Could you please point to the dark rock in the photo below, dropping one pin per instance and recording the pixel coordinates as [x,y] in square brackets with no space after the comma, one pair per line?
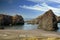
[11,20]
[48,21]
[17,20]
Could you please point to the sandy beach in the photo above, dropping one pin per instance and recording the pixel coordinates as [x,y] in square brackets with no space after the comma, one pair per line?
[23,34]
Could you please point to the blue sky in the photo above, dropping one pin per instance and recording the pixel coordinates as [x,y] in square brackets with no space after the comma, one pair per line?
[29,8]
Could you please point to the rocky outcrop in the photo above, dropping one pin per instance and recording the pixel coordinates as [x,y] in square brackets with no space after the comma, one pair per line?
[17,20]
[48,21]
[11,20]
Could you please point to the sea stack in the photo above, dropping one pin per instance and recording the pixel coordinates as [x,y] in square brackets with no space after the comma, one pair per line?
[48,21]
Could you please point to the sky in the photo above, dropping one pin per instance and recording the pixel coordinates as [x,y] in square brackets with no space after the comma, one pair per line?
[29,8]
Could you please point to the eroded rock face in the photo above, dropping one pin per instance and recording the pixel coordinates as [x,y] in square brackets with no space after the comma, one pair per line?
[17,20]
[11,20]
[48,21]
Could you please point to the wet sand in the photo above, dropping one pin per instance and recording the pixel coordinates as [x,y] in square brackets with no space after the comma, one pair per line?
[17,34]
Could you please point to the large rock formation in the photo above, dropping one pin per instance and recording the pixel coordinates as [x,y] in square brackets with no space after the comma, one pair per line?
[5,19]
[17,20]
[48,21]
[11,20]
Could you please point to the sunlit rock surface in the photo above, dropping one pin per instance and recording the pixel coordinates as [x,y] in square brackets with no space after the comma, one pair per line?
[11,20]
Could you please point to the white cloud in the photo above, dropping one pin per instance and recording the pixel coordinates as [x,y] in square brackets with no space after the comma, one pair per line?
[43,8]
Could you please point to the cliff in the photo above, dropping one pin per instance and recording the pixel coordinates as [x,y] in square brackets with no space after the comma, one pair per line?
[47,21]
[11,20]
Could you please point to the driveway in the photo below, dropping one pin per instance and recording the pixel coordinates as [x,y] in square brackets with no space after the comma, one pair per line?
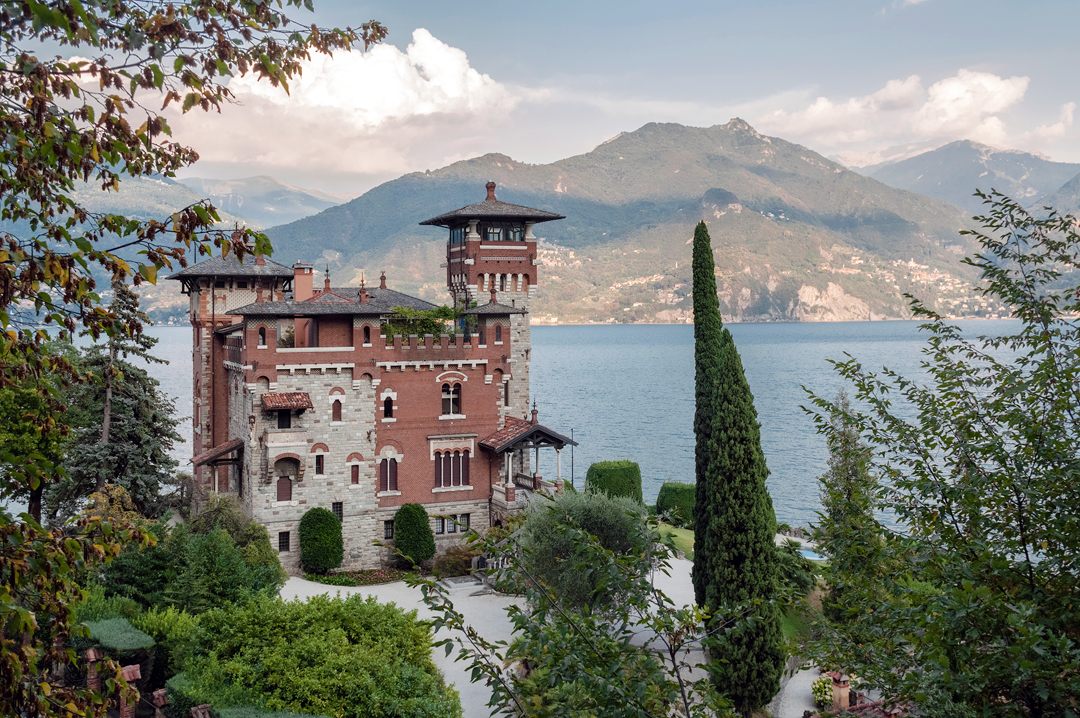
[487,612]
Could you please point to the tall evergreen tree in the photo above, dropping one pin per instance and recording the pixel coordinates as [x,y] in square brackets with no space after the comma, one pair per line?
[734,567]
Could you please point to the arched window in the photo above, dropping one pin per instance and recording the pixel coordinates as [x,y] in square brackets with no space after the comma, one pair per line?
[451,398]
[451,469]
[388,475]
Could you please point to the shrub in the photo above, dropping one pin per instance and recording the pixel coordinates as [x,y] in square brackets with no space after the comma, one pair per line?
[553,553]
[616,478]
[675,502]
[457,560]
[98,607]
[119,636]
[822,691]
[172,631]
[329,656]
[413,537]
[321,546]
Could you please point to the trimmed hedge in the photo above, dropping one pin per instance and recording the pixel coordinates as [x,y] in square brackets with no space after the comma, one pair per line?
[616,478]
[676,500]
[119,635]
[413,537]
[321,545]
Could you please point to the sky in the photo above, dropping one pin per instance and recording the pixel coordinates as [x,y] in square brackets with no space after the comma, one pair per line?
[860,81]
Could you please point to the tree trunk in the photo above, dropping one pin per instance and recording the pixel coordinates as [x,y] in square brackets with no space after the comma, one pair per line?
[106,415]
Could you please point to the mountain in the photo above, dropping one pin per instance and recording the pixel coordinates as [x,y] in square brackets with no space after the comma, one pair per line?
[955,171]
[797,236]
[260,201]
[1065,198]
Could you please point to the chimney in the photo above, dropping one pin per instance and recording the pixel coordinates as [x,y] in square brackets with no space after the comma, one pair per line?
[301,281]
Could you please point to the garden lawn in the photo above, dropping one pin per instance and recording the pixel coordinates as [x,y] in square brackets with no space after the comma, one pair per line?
----
Leave the images out and output the remaining material exactly as it stands.

Could you please point to the dark rock in the photo below, dropping one pin per instance and recording the pixel coordinates as [x,y] in square brackets with no space after the comma, one pair per line?
[11,20]
[48,21]
[17,20]
Could you please point to the sandy beach in the photo above, dropping one pin per instance and recording the pixel coordinates as [x,y] in square brackets with no space after the comma, one pair per line?
[23,34]
Could you please point to the blue sky in the photo above, dropping one pin per instance and recording the pixel coordinates as [x,y] in square brackets with no space after the comma, one pair per line?
[29,8]
Could you please point to the rocky outcrop in the photo above, dropping one pin per instance and recording the pixel coordinates as [x,y] in square brackets with no space after the comma, one pair per line?
[17,20]
[48,21]
[11,20]
Could you please point to the sea stack in the photo above, dropping one pin per instance and recording the pixel coordinates as [x,y] in square brackets with no space after the comma, one pair per line?
[48,21]
Could you please point to the sky in the photo above, dropping one pin per instance and recording the pixel coordinates as [x,y] in square brackets with no space after the comma, one pair per line?
[29,8]
Could you please point to the eroded rock face in the photo above, dropping one pin per instance and recording the pixel coordinates as [x,y] in square brackets with no space after the comma, one pair per line?
[17,20]
[11,20]
[48,21]
Could you please point to the wet sand in the photo above, dropping one pin per instance and recording the pixel coordinates as [x,y] in square brackets with no space after the comma, one pair per line?
[17,34]
Could you please point to the large rock formation in the photo above, dropping one pin per instance and recording the pixel coordinates as [x,y] in square brackets with no space after the comma, one pair per line?
[5,19]
[17,20]
[48,21]
[11,20]
Could you please point to the sunlit rock surface in the photo above, dropping one pin per instance and recording the pixel coordinates as [x,y] in square brackets with no space after the comma, one pair per line?
[11,20]
Could you please point to the white cloud in the photo above, dropping one pin per instance and recording the pixel coordinates as [x,y] in square brackets with no space after the comma, one pair per line?
[43,8]
Could you please point to the cliff in the photo above, dropping one pin per instance and recording the pixel coordinates as [x,y] in square brackets with no space after the comma, one pair per line?
[47,21]
[11,20]
Could you please point to the driveway in the photo below, dropping one pin per instance and recording the pixel coordinates as [x,y] in square brackets with no space after the comma, one pair per line?
[487,612]
Could you please point to the tall evergreen tree in the photo above, dropping one pin per instance and recording the pixel coordinates as [x,y] in square brackets with no space after the comma, one pair per line?
[734,567]
Could you please point to the arched window in the photo above, dropping one pin per instance and recording the pixel coordinates as [x,y] in square brackets with no space after the comma, one pair per line?
[451,398]
[451,469]
[388,475]
Could you please point to the shrub in the photo above, dropping one pin per instance and recording the pixel coordinates as [x,y] in square brackets with no space after the comma, one pair per line?
[553,553]
[616,478]
[675,502]
[457,560]
[98,607]
[119,636]
[822,691]
[172,631]
[329,656]
[413,537]
[321,546]
Could you please point to the trimmed hedge in the photo above, dropping one pin per instance and recording the pixel coordinates as [x,y] in square brackets with no space after the comma, one pair per line?
[616,478]
[676,500]
[119,635]
[413,537]
[321,545]
Could you please point to the sky in the photo above, dropping one pin per instance and recording the pixel coordinates as [x,y] in square brackets with no space after the comma, one pair per line?
[860,81]
Could you please point to the tree trunk in the photo above, dropping one pin per instance and recording the pixel coordinates as [x,y] in square brackets with no space after the comma, one pair per line?
[106,415]
Could you please point to the mountain in the photo above, dropping one pin per instance and recording the pixel coordinates as [x,y] in square brackets with no space after the comma, one pair per line?
[955,171]
[797,236]
[260,201]
[1065,198]
Could you please point to the chimney in the photo above, dropping one pin per instance and recording the pixel coordinates as [x,y] in square brackets with no space after the comma, one pair per line?
[301,281]
Could you please point to the garden lawn in the photo above, dropping one pin per instance and recording the pixel coordinates as [x,y] in square brackets with no space after the comma, one pair per line?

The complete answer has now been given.